- **What to do**
Would you output the whole listing below, exactly as it reads?

Data listing
>> START

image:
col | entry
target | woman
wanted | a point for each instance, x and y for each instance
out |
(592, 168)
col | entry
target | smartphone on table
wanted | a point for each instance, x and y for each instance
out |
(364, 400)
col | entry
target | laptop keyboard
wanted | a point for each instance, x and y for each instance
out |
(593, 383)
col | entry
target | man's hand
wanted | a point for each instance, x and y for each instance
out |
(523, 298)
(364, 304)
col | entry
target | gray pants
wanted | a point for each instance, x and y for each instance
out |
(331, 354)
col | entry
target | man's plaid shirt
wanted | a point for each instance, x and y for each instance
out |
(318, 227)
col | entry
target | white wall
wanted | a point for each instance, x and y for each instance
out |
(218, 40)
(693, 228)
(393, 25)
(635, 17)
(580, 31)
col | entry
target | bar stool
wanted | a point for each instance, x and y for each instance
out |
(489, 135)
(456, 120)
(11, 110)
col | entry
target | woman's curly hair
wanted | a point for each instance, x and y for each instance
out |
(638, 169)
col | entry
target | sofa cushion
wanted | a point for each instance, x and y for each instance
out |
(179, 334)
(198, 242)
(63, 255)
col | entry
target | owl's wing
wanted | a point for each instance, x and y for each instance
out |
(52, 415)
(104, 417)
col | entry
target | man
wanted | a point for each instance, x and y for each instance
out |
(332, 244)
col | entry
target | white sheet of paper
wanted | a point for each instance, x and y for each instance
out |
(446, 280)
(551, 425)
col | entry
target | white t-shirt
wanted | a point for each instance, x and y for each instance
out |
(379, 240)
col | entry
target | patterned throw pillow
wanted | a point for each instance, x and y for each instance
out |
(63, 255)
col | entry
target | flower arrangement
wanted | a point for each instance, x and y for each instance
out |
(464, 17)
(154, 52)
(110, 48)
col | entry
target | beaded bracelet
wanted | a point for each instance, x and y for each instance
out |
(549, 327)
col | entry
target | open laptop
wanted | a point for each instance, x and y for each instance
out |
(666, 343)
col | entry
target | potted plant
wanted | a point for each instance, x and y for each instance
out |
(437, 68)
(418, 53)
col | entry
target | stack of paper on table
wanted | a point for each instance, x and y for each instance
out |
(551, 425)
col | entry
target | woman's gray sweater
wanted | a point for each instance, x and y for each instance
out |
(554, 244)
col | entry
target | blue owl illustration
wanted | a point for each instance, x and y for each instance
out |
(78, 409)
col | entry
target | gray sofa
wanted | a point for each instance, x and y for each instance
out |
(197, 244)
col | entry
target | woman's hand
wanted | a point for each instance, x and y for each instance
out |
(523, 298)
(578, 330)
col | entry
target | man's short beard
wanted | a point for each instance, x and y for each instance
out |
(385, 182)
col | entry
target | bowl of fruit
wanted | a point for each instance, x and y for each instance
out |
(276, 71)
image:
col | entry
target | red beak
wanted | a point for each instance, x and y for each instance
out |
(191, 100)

>> END

- **Solution to the problem**
image:
col | entry
target | woman
wanted | a point for each instance, x and y for each instance
out |
(592, 168)
col | entry
target | smartphone on table
wanted | a point for each instance, x and y for each instance
out |
(364, 400)
col | entry
target | laptop keyboard
wanted | a point for each instance, x and y for each instance
out |
(593, 383)
col | entry
target | man's hand
wanted | a point for each instance, x and y for each instance
out |
(523, 298)
(364, 304)
col | entry
target | gray pants
wanted | a point for each instance, x and y for each instance
out |
(331, 354)
col | entry
target | man's plaid shirt
wanted | a point for each instance, x and y for each instance
out |
(318, 227)
col | entry
target | white wall
wanted | a point for each instance, x and y for each instance
out |
(218, 40)
(693, 228)
(393, 25)
(635, 17)
(580, 31)
col | entry
target | bar stool
wanted | a point for each instance, x and y for each instance
out |
(489, 135)
(456, 120)
(11, 110)
col | entry
target | woman's curly hair
wanted | a point for each instance, x and y for each instance
out |
(638, 169)
col | entry
target | sofa cushion
wanted | a point for each instance, x and y for each instance
out |
(179, 334)
(198, 242)
(63, 255)
col | entry
target | owl's wing
wanted | a point for each instance, x and y for each instance
out |
(52, 415)
(104, 417)
col | entry
target | man
wanted | a point for each instance, x and y for each instance
out |
(332, 244)
col | entry
target | white sheet of paper
wanted | a point for each instance, x and y for each instance
out |
(446, 280)
(551, 425)
col | entry
target | white t-shirt
wanted | a point for each instance, x and y for each instance
out |
(379, 240)
col | entry
target | patterned throw pillow
wanted | a point for each instance, x and y for each instance
out |
(63, 255)
col | entry
target | flower arrangement
wanted | a point for each instance, x and y for each instance
out |
(464, 17)
(154, 52)
(110, 48)
col | entry
target | beaded bracelet
wanted | a point for each instance, x and y for each instance
out |
(549, 327)
col | entry
target | open laptop
wanted | a point for each instance, x and y for each instance
out |
(666, 343)
col | entry
target | potted plant
wanted | a point for each instance, x and y for each instance
out |
(437, 68)
(418, 53)
col | entry
target | stack of paper on table
wanted | a point for each instance, x and y for each instance
out |
(551, 425)
col | entry
target | woman's gray sweater
wanted | a point for each instance, x and y for each instance
out |
(554, 244)
col | entry
target | blue owl illustration
wanted | a point for each instance, x and y for each instance
out |
(78, 409)
col | entry
target | gray sofa
wanted | a point for each instance, x and y for each instance
out |
(197, 244)
col | entry
target | woman's hand
wanted | a point for each instance, x and y for each instance
out |
(523, 298)
(578, 330)
col | entry
target | man's short beard
wanted | a point for each instance, x and y for each instance
out |
(385, 182)
col | entry
target | bowl of fruit
wanted | a point for each instance, x and y for each instance
out |
(276, 71)
image:
col | entry
target | red beak
wanted | a point for each instance, x and y for each instance
out |
(191, 100)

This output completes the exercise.